*Selected extract*
<<<<

The Michigan Medical Marijuana Act requires a prospective patient to present medical records to a physician within a bona fide physician-patient relationship.  The physician must then make an evaluation as to whether the patient has a debilitating medical condition.

In doing so, section 4 of the MMMA affords doctors immunity from prosecution simply for providing the requested certifications.  In this regard, the Act states:
A physician shall not be subject to arrest, prosecution, or penalty in any manner, or denied any right or privilege, including but not limited to civil penalty or disciplinary action by the Michigan board of medicine, the Michigan board of osteopathic medicine and surgery, or any other business or occupational or professional licensing board or bureau, solely for providing written certifications, in the course of a bona fide physician-patient relationship and after the physician has completed a full assessment of the qualifying patient's medical history, or for otherwise stating that, in the physician's professional opinion, a patient is likely to receive therapeutic or palliative benefit from the medical use of marihuana to treat or alleviate the patient's serious or debilitating medical condition or symptoms associated with the serious or debilitating medical condition, provided that nothing shall prevent a professional licensing board from sanctioning a physician for failing to properly evaluate a patient's medical condition or otherwise violating the standard of care for evaluating medical conditions.

>>>>

*Tasks to perform*
• 1. In the Michigan Medical Marijuana Act passage, what must a prospective patient present to a physician?
• 2. Extend the Michigan Medical Marijuana Act passage by writing what comes after its final sentence.
The rows are not needed.

*Excerpted records*
<<<<

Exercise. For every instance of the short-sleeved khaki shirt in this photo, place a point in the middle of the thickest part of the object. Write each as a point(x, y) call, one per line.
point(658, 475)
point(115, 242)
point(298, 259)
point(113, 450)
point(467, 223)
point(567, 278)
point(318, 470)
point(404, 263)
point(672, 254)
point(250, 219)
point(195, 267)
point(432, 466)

>>>>

*Answer list*
• 1. Medical records, within a bona fide physician-patient relationship.

• 2.
Well, as with all things "medical marijuana"-related, schemes have popped-up within the medical community.For example, in Macomb County, Lois Butler-Jackson was jury-convicted last month of conspiracy and health care fraud.  The Macomb County Prosecutor and the Michigan Attorney General teamed-up to prove that Dr. Butler-Jackson was pre-authorizing certifications for unseen  patients; stacks of the certifications were then distributed, presumably for a fee, by other individuals to pot card-seeking members of the public.
Up in Cadillac, MI, Dr. Edward Harwell has been charged by the Michigan Attorney General with a series of felonies for allegedly issuing medical marijuana certifications to undercover law enforcement officers without obtaining proper medical verification of the requisite debilitating medical condition.

We here at the Law Blogger have long-suspected that the, er, "medical" nature of the Act is a ruse created by dedicated pot-lobbists whose real goal is to use the fashionable medical marijuana legislation as a proverbial Trojan-Horse for outright legalization.

This legalization highway, however, is getting littered with casualties such as the less-than-forthright physicians featured in this post; and the marijuana dispensaries recently outlawed by the Michigan Supreme Court.